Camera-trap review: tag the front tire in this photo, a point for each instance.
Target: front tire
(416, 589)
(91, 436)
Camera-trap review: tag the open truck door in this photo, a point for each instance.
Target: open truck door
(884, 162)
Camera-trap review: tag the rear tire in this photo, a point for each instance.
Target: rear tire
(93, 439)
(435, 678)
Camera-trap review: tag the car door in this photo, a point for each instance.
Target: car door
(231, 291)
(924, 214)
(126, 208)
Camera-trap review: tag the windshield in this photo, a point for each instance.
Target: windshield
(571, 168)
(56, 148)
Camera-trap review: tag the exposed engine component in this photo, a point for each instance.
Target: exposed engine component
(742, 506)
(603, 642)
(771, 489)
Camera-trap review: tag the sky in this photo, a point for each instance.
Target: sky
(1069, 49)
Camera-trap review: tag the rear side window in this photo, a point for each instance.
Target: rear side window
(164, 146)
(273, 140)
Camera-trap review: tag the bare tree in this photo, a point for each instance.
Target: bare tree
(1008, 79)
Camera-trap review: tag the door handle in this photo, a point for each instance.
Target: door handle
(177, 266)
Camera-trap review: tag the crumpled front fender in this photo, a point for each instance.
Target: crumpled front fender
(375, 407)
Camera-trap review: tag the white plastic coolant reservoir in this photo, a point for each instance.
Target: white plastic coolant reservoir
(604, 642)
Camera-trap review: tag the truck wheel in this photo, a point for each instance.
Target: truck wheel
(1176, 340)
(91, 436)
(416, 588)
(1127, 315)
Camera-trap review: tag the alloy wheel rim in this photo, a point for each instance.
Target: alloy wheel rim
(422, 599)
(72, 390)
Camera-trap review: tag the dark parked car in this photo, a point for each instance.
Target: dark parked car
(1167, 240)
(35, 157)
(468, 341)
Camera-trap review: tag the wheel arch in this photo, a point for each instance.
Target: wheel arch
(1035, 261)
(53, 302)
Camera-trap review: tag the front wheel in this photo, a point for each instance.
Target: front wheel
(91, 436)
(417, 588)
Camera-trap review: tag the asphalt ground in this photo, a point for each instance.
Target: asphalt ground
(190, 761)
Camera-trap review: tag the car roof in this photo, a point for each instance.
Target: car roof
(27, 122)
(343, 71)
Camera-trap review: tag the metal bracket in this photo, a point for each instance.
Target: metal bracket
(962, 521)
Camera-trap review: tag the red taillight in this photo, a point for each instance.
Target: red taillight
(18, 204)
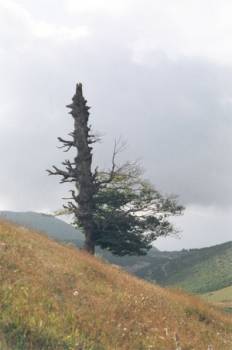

^^^^

Beginning with the line that holds "Target: front wheel", extract every line to the end of the material, exactly as it stands, and drop the pictures.

Target: front wheel
(91, 436)
(417, 588)
Camera-trap review: tag the asphalt ground in this photo, a point for each instance.
Target: asphalt ground
(190, 761)
Camera-trap review: tag the car roof in this photo, a point for each instance.
Target: car roof
(27, 122)
(343, 71)
Camera-trap review: tag the metal bracket in this photo, a point for each instance.
Target: metal bracket
(962, 521)
Camera-trap review: tag the red taillight in this photo, a point for each instance.
Target: red taillight
(18, 204)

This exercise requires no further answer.